Given task 1: In the OpenBSD security excerpt, starting with which OpenBSD version was ProPolice enabled by default in GCC?

Source document:
┄┄┄┄┄┄

From: "L. V. Lammert" <lvl@omnitec.net>
> If controversy means:
> "As part of the recent "string cleaning", countless occurrences of strcpy, 
> strcat, sprintf, and vsprintf were replaced with bounded, safer variants
> like, strlcpy, strlcat, snprintf, vsnprintf, and asprintf  (see OpenBSD man
> pages (http://www.openbsd.org/cgi-bin/man.cgi) for details). In addition
> to  the ongoing source code auditing, OpenBSD contains strong
> cryptography.

Again, more defaults.  Yes, I wish the "string cleaning" bug would hit much
of the Linux world as well.  I.e., remove various macros/functions that
would _prevent_ many _legacy_, "bound free" macros/functions from being
used.

I, for one, use them and it would be nice if GCC/GLibC, etc... dropped
support for the legacy macro/functions.  But that's not likely to happen
for compatibility in most distros.

> More recently, several new technologies have been integrated into the
> system, further increasing its security. As of version 3.3, ProPolice has
> been enabled by default in GCC, providing additional protection against
> stack smashing attacks. In OpenBSD 3.4, this protection has been
> enabled in the kernel as well. W^X (pronounced: "w x-or x") is a fine-
> grained memory management scheme ensuring that memory is either
> writable, or executable, but never both, providing yet another layer of
> protection against buffer overflows.

┄┄┄┄┄┄

Available data:

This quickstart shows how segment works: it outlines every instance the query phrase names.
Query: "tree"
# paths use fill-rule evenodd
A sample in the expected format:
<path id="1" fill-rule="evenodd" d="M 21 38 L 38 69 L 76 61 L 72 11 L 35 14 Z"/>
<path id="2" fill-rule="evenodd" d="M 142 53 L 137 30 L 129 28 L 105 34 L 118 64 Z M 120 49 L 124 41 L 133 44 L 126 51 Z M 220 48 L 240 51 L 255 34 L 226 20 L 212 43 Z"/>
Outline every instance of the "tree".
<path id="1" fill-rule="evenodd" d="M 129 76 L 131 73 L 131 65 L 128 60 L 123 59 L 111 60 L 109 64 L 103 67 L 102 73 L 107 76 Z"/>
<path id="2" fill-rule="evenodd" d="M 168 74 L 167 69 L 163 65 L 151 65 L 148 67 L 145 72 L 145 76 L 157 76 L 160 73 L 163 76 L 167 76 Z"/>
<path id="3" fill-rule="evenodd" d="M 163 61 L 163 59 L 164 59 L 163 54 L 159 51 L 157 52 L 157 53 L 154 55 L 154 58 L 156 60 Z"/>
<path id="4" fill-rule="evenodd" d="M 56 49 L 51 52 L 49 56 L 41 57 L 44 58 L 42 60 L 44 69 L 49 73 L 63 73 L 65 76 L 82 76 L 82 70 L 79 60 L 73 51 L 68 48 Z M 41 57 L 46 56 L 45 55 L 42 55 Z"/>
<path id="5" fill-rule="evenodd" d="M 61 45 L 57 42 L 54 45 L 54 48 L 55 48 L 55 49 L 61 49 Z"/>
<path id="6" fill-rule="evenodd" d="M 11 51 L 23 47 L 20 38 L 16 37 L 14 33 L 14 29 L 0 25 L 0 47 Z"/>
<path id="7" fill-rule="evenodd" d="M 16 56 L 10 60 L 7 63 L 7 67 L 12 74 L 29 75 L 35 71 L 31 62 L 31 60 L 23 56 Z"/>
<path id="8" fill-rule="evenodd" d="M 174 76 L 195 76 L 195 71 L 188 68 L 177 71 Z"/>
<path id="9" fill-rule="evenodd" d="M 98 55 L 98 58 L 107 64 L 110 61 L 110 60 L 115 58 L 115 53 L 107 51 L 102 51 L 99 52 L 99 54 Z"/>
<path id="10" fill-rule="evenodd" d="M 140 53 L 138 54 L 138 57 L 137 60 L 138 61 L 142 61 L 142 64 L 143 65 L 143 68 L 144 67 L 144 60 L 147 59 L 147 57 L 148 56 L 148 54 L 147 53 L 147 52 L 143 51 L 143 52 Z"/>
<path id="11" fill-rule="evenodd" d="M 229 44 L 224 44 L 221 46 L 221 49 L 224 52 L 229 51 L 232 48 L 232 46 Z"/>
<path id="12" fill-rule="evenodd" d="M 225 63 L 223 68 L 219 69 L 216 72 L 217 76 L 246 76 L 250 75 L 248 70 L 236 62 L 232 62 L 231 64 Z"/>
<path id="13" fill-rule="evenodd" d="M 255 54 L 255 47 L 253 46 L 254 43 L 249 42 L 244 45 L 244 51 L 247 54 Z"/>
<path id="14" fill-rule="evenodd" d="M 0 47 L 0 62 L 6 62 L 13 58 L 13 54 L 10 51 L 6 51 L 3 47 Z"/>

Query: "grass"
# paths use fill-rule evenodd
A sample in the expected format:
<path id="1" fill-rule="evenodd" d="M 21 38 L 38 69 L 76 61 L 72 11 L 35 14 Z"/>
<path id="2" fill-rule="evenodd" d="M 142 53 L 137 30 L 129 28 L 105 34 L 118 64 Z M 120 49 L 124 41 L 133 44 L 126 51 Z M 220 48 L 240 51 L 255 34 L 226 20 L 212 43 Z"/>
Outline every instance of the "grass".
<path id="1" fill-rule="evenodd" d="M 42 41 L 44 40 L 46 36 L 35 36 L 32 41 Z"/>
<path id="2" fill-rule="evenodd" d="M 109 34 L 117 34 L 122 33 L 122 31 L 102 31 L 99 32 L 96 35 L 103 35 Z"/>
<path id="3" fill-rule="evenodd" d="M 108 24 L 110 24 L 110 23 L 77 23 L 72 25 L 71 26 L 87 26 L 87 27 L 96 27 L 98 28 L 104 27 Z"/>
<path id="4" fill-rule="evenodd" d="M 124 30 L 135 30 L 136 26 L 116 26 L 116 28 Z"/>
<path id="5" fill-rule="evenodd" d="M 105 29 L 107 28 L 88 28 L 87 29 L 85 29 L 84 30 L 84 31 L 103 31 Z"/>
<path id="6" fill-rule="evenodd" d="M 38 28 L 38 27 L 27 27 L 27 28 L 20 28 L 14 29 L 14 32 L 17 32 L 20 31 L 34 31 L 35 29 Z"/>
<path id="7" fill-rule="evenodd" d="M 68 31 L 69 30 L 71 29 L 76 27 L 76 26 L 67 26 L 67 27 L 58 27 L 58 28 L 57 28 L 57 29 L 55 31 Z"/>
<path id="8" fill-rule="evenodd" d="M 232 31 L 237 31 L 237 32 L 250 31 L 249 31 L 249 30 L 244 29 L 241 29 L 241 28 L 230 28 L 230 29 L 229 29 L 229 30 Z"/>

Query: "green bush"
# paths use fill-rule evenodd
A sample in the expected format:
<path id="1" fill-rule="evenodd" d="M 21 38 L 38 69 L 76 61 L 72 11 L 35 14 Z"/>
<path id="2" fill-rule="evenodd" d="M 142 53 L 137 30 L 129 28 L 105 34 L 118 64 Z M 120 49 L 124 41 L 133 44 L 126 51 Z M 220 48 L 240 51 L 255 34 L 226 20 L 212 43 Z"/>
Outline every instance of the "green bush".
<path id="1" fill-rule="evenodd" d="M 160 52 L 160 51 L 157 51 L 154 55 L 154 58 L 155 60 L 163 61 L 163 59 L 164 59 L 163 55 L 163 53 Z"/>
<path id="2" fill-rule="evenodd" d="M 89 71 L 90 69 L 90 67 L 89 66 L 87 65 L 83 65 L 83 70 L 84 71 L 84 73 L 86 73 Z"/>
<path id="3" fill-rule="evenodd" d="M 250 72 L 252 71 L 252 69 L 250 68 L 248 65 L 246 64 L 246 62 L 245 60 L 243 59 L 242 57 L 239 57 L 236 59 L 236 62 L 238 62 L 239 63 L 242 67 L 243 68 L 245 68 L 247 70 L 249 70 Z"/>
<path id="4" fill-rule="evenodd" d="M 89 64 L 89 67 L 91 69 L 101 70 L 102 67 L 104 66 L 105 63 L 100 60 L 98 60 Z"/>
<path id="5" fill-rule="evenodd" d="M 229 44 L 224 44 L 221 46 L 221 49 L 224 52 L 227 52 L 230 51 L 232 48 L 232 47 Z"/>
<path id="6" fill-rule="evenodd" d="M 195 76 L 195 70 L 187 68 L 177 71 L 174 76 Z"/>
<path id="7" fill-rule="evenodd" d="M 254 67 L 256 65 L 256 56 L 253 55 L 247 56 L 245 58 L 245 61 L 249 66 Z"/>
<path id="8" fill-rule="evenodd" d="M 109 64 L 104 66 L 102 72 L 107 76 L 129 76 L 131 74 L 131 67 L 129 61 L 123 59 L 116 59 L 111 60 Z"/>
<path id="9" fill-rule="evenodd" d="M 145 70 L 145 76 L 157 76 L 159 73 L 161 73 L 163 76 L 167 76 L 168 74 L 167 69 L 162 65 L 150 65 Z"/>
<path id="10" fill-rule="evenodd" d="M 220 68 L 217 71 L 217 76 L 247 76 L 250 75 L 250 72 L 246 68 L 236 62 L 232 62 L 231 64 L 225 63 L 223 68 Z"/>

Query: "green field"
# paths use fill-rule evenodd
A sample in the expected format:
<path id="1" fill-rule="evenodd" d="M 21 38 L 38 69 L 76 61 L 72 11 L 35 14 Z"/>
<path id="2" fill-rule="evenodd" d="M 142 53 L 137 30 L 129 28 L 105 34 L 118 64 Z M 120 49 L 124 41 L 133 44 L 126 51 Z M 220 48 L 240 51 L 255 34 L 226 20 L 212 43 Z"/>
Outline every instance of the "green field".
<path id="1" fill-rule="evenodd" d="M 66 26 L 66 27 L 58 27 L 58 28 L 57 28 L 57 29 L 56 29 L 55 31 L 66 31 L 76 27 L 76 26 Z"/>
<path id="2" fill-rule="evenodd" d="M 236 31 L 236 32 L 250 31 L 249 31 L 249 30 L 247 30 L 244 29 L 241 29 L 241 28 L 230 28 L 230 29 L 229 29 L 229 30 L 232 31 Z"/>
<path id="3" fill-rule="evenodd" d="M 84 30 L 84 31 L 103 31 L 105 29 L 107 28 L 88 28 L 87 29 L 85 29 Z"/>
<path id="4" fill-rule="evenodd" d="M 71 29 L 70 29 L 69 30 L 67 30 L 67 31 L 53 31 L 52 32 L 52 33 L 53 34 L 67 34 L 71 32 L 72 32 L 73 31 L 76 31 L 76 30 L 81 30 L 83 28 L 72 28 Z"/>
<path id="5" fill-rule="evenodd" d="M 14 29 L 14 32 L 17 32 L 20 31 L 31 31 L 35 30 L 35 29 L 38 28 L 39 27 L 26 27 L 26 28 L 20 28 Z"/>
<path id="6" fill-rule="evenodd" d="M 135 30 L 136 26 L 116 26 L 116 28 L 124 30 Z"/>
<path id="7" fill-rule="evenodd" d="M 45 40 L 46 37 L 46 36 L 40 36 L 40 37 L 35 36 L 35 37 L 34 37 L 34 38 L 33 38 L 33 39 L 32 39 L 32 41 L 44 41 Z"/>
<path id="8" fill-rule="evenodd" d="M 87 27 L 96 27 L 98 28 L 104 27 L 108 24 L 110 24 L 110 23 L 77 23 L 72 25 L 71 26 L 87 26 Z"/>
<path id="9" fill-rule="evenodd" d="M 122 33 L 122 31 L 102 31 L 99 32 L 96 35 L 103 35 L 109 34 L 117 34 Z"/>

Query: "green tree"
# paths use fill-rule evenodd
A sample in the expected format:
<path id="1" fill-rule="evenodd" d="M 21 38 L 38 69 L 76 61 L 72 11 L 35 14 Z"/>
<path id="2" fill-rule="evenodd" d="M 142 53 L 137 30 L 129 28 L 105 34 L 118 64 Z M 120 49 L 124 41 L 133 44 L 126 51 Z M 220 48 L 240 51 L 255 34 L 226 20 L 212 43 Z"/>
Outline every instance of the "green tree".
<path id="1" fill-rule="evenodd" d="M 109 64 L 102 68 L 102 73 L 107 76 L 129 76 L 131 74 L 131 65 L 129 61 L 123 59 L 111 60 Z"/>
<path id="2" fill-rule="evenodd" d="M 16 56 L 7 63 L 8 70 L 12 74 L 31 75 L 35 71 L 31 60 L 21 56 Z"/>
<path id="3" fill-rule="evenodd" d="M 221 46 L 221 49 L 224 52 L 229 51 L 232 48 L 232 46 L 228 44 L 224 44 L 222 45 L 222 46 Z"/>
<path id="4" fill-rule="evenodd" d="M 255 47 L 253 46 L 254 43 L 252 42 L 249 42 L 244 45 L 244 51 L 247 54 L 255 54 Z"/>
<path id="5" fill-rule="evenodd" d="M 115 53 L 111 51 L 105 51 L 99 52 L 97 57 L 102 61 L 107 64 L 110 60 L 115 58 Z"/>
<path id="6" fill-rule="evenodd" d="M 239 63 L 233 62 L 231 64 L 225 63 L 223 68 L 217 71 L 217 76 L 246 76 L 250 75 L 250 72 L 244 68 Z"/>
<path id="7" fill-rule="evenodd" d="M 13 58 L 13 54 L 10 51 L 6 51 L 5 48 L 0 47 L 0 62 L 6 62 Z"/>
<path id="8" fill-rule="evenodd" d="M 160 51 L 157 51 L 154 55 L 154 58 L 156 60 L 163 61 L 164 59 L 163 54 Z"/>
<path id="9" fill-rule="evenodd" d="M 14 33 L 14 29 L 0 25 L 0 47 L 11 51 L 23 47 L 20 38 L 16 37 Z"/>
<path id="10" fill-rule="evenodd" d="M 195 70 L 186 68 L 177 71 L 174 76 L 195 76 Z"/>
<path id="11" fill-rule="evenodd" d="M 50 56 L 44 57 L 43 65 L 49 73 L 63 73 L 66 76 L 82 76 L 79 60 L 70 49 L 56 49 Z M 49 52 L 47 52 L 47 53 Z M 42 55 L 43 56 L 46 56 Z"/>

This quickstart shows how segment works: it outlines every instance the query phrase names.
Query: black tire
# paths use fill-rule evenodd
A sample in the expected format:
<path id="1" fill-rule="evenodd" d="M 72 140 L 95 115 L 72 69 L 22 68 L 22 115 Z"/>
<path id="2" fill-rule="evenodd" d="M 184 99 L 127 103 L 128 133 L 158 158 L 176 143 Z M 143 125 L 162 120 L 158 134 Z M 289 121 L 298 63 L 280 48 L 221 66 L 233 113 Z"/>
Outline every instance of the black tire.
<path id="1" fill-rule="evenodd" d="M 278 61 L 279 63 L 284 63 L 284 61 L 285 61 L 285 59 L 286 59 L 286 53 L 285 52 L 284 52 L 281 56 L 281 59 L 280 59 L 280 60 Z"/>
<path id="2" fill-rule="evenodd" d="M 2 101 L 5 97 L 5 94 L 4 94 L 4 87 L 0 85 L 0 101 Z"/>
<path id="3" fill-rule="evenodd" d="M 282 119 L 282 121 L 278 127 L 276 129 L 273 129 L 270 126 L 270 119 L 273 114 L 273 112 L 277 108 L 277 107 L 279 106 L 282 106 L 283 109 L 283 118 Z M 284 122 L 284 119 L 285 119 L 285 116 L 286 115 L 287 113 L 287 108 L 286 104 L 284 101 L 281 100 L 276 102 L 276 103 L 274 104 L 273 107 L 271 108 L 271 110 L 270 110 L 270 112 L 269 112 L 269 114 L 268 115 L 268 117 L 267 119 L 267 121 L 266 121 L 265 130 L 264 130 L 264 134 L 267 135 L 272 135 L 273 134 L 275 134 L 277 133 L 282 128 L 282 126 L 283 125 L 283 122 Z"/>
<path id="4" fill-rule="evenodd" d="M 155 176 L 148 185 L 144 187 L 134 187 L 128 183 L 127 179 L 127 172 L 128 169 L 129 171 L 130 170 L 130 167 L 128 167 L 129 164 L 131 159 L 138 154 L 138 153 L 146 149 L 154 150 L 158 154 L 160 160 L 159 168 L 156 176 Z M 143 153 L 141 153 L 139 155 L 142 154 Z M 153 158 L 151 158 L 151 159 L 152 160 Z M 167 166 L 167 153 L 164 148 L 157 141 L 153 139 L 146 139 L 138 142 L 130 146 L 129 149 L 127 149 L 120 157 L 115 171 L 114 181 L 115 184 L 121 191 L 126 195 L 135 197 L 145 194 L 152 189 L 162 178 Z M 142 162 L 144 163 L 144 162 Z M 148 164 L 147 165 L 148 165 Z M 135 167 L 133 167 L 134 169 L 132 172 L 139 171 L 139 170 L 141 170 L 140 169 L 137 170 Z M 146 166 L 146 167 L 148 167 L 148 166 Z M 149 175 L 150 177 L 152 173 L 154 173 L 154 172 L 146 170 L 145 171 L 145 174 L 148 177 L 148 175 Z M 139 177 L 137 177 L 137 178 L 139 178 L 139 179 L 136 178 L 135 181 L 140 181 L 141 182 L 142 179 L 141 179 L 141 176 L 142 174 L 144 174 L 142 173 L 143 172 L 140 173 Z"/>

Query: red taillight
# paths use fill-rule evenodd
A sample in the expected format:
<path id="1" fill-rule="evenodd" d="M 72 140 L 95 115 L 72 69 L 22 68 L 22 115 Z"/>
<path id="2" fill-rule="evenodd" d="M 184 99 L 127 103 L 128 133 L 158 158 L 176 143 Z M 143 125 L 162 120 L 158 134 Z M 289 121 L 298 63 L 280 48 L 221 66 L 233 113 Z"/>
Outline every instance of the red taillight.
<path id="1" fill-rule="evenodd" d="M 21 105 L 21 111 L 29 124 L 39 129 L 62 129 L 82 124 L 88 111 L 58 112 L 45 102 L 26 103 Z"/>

┄┄┄┄┄┄

Given task 2: Show each line of the records that contains the string "grass".

Task result 1: Version 3.3

Task result 2:
Query: "grass"
Outline every instance of the "grass".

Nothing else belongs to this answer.